### WHAT YOU SHOULD DO:
Render the material as a Markdown table with the columns Number and Content, one row per line with blank lines omitted, starting at the line containing "Task: point out the red and" and ending at the line containing "[[104, 90]]". Include only those lines.
begin
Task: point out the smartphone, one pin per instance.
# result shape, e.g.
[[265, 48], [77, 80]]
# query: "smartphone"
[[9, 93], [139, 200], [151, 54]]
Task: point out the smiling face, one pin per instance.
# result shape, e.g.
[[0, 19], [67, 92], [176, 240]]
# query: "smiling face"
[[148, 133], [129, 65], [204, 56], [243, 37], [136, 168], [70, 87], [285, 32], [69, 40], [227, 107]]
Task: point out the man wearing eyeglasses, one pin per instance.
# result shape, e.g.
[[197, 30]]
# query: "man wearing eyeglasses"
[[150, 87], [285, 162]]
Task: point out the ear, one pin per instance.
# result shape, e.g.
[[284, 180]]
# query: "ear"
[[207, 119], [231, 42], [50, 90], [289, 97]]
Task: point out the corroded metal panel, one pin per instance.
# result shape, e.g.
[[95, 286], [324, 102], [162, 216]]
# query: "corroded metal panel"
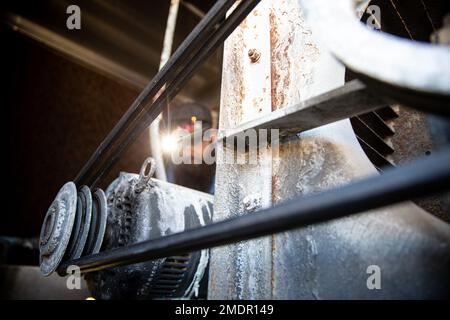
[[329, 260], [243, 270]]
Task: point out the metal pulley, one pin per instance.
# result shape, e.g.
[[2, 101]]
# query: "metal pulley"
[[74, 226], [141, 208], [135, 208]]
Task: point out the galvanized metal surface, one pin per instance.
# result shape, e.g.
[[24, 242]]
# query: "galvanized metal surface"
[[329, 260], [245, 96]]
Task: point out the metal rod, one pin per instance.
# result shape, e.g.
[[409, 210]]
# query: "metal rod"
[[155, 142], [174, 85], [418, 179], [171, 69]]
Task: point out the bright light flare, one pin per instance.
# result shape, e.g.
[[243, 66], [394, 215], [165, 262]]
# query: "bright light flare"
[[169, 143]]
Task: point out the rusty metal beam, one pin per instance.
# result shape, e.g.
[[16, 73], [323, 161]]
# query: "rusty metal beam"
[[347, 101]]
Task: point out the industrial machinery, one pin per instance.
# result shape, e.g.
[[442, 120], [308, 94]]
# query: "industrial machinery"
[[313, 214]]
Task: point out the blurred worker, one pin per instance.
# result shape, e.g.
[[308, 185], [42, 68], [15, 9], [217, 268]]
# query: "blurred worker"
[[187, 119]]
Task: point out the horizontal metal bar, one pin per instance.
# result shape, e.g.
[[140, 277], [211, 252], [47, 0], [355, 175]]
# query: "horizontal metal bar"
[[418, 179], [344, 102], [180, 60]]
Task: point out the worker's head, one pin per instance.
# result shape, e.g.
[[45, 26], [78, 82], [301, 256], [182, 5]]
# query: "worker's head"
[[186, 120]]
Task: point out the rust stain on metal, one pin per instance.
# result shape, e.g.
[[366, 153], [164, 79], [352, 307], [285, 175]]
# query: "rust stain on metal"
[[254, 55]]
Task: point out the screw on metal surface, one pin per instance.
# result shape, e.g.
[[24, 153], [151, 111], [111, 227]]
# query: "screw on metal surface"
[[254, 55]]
end
begin
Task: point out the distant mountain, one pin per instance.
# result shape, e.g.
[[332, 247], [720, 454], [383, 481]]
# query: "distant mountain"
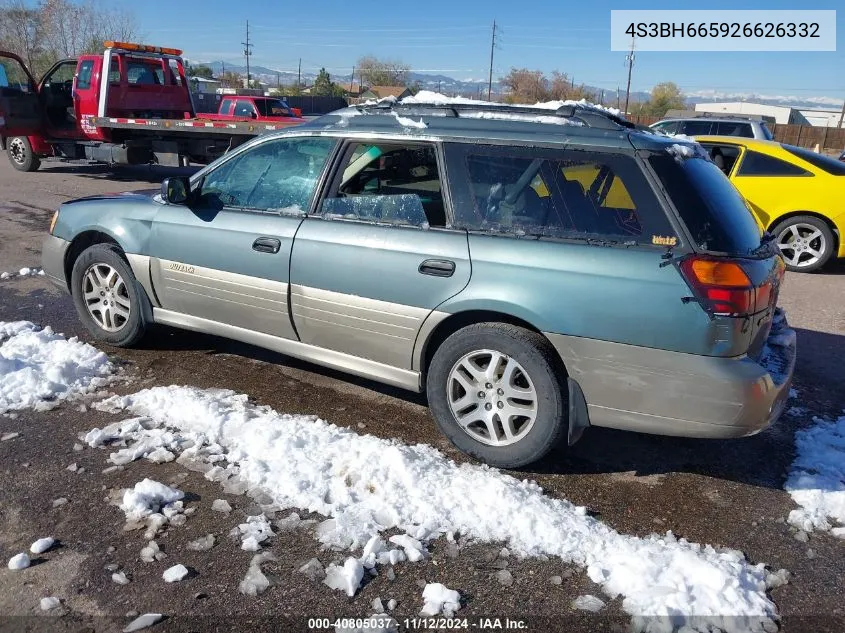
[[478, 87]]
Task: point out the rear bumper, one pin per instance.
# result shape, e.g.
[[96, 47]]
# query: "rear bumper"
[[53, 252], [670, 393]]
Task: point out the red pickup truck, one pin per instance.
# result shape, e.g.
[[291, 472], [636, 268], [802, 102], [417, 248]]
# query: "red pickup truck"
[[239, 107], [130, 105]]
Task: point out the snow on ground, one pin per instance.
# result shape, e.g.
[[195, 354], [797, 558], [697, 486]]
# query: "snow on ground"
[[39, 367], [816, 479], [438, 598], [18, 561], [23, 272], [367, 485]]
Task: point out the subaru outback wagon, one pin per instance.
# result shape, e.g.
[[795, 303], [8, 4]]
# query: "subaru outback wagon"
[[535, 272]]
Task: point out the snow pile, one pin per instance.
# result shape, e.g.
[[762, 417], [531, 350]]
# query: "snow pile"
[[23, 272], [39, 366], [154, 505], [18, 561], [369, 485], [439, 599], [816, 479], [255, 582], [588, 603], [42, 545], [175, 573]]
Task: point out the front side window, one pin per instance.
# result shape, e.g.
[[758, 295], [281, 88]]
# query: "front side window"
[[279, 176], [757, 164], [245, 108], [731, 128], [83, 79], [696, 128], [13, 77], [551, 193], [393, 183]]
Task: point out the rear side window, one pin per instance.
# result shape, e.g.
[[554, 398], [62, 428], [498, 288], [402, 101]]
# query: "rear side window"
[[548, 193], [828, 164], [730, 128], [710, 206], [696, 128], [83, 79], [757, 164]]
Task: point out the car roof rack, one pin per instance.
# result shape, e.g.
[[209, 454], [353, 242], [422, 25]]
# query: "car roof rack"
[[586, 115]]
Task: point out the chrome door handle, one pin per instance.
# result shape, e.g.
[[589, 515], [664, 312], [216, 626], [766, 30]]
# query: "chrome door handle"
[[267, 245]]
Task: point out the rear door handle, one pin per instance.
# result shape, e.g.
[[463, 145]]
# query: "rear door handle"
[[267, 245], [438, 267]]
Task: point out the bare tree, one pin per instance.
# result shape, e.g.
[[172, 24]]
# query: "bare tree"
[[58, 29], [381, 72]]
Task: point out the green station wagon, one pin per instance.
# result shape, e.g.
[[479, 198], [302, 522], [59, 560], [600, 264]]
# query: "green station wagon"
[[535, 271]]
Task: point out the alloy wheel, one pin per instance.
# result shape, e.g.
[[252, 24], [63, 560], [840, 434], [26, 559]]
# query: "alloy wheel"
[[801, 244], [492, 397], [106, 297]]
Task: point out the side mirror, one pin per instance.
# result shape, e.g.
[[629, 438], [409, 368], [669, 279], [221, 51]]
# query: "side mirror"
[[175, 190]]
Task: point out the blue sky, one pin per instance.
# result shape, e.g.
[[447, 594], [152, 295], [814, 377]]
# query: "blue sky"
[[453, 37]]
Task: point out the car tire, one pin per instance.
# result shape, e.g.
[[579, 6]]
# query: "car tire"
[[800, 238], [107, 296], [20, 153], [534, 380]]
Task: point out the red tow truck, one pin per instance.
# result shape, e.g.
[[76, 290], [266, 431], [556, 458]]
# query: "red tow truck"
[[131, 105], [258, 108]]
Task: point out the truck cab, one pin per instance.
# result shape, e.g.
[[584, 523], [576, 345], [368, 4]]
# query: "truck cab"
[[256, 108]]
end
begin
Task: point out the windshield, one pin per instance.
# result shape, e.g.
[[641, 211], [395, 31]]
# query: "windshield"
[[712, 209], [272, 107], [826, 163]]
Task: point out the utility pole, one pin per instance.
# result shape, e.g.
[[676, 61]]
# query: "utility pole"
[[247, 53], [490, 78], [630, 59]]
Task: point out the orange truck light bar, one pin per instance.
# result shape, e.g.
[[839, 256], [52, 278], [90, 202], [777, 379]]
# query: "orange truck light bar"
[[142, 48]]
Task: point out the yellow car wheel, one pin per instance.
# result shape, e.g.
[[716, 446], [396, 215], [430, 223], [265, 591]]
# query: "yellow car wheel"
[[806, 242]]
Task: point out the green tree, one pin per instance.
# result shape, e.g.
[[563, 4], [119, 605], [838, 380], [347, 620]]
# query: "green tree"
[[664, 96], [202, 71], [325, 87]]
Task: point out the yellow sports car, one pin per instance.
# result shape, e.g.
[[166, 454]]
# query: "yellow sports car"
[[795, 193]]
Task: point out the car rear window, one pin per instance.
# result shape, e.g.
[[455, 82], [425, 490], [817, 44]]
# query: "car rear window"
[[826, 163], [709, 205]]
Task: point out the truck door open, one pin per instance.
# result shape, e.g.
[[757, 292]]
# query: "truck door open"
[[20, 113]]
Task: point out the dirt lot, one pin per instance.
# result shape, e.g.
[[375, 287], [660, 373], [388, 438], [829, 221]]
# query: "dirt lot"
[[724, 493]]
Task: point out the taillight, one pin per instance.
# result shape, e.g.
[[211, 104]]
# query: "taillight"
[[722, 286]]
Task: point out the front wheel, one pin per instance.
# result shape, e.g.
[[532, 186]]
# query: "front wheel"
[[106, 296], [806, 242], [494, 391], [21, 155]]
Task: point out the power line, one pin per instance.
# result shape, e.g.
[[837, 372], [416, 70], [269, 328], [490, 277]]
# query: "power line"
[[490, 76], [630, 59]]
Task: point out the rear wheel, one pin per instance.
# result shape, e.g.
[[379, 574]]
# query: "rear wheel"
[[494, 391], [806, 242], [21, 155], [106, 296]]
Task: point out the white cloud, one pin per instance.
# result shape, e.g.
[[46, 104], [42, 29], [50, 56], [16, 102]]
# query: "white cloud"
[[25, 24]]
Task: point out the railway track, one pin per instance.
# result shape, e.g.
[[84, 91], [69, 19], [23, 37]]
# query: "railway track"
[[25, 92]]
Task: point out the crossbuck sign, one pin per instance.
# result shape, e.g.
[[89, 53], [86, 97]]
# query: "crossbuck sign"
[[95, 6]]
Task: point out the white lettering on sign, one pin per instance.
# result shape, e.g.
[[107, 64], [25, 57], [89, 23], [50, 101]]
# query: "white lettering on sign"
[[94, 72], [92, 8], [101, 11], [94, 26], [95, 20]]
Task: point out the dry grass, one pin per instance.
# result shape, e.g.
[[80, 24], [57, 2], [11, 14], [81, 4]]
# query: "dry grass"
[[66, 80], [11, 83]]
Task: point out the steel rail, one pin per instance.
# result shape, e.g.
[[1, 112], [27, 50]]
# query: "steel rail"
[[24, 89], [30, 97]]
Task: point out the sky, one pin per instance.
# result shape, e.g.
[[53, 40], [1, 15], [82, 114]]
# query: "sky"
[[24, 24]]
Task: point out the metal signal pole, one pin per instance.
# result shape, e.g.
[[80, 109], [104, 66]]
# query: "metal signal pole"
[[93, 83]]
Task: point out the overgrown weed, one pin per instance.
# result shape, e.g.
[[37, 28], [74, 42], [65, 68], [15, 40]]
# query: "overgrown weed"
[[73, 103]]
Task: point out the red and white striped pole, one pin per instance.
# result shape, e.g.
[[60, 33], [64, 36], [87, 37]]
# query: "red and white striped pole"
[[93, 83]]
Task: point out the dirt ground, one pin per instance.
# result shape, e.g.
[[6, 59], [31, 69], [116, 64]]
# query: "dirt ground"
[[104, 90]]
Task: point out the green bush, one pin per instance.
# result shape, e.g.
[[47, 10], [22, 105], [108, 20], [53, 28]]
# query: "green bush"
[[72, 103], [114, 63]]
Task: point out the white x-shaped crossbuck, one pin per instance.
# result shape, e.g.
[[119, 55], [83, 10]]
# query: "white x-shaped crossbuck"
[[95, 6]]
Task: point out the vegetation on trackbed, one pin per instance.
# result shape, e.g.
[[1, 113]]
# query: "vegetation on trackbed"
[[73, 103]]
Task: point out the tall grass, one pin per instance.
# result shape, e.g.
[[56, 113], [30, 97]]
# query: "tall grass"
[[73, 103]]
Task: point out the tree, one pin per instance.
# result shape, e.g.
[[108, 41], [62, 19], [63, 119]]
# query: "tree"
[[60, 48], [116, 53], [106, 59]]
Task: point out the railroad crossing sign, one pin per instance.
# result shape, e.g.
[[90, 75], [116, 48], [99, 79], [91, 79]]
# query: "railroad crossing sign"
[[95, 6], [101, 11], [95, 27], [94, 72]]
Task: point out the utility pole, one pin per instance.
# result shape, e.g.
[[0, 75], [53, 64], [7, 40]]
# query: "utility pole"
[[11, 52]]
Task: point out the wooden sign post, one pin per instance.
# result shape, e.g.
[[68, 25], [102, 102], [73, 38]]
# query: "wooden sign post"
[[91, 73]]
end
### OUTPUT FOR THIS EXERCISE:
| Number | Content |
|---|---|
| 1 | Task: point out the red and white striped pole, one pin per instance. |
| 2 | # result shape, e.g. |
| 3 | [[60, 33], [64, 36], [87, 37]] |
| 4 | # query: "red and white striped pole" |
| 5 | [[93, 83]] |
| 6 | Task: point out the dirt ground, one pin per instance. |
| 7 | # result shape, e.g. |
| 8 | [[6, 59], [31, 69], [116, 64]] |
| 9 | # query: "dirt ground" |
| 10 | [[104, 90]] |